#### TEXT EXTRACT:
Frequently Asked Questions

What is Ascent?

Ascent is an innovative private student loan program that provides access to higher education funding for an expanded population of students, while encouraging the financial wellness of students and their families through financial literacy.

Why should I choose an Ascent loan?

We give you more opportunities to qualify for a loan in your own name.  This allows for more students to gain access to higher education funding – in some cases without a cosigner. Additionally, the Ascent loans are competitively priced and offer three flexible repayment options to help students manage loan repayment. Please see “What to expect after I apply?” for more details.

What is the interest rate?

The interest rate is based on a number of factors and may be lower for borrowers that select an Interest Only plan rather than a Deferred Repayment plan. Additionally, the interest rate may be lower for a cosigned loan compared to a non-cosigned loan.
  • Borrowers are eligible to receive a 0.25% automatic debit payment interest rate reduction for payments made via automatic debit.
  • Borrowers lose this benefit after two (2) Nonsufficient Funds (NSF) payments, until they re-qualify and re-enroll in automatic debit payments.
Click here for current Ascent Health variable rates.

How often does the variable interest rate change?

The variable interest rate changes the first of every month with the 1-Month London Interbank Offered Rate (LIBOR) rounded to the nearest 1/100th of a percent.i

What is LIBOR?

LIBOR is a benchmark rate that some of the world’s leading banks charge each other for short term loans and is among the most common interest rate indices used to make adjustments to variable rate consumer loans. LIBOR stands for London Interbank Offered Rate. Ascent loans are variable rate consumer loans that may adjust monthly pursuant to the greater of 0% or the 1-Month London Interbank Offered Rate (LIBOR) (currency in U.S. dollars) as published on the Wall Street Journal’s website (or any generally recognized successor method or means of publication) on the 20th day of the calendar month immediately preceding any change in rate.i

How does interest accrue?

Interest is calculated on a daily simple interest basis, using the outstanding principal balance each day of the term of the loan. The daily interest rate is equal to the annual interest rate in effect on that day, divided by the actual number of days in the current calendar year.

What is “interest”?

Interest is the price paid for the use of borrowed money. It is typically expressed as a percentage rate over a period of time.

What to expect after I apply?

We do everything we can to process loan applications quickly and efficiently but we will likely need your help to speed the process along.  First, we will review your credit and in many cases can provide an initial credit result when you and your cosigner (if applicable) submit your application.  However, often we will ask you for additional information or documentation before we can approve your loan for funding.  See also “What is the maximum loan amount?” below.

What is the repayment term?

  Ascent Health applicants may choose between a 10-year Interest-Only and Deferred or 12-year for Immediate Repayment/Full P&I repayment term during the application process. Once the loan is funded, the term may not be changed.   Click here for current Ascent Health variable rate repayment examples.

Is there a penalty or fee if I pay off my loan early, before the repayment term?

No. With Ascent loans you will not incur any fees or penalties if you pay off your loan before the repayment term.

What is the maximum loan amount?

#### SHORT EXERCISE A:
From the Ascent loan FAQ, list every question that begins with the word "What".

#### MATERIAL FOR THIS EXERCISE:
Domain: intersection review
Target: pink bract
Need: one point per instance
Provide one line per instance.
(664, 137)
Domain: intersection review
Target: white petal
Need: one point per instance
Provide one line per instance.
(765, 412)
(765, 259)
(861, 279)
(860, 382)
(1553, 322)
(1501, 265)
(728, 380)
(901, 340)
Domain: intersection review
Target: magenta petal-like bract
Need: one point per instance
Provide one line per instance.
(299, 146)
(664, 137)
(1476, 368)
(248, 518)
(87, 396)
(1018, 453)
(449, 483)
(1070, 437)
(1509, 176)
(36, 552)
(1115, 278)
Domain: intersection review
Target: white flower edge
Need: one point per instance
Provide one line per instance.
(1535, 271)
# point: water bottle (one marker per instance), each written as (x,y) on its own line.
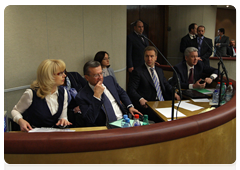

#### SHORT EXERCISE B:
In the labeling records, swap "intersection review" for "junction check" and write the records out again with nothing else changed. Leave the pictures out.

#### COMPLETE ANSWER A:
What is Ascent?
What is the interest rate?
What is LIBOR?
What is "interest"?
What to expect after I apply?
What is the repayment term?
What is the maximum loan amount?

#### COMPLETE ANSWER B:
Domain: junction check
Target: pink bract
Need: one point per instance
Provide one line per instance.
(664, 137)
Domain: junction check
Target: white petal
Need: one point per instance
Provide one line per instance.
(765, 412)
(765, 259)
(861, 279)
(860, 382)
(1553, 322)
(1501, 265)
(728, 380)
(901, 340)
Domain: junction check
Target: magenta petal-like bract
Need: one point per instance
Provide one line per instance.
(299, 146)
(664, 137)
(1476, 368)
(248, 518)
(87, 396)
(1018, 453)
(449, 483)
(1070, 437)
(1509, 176)
(36, 552)
(1115, 278)
Domain: junction check
Target: white flower edge
Need: one point per instance
Provide one line per instance.
(1535, 271)
# point: water bottle (one marker per instance), each written as (x,y) on its own line.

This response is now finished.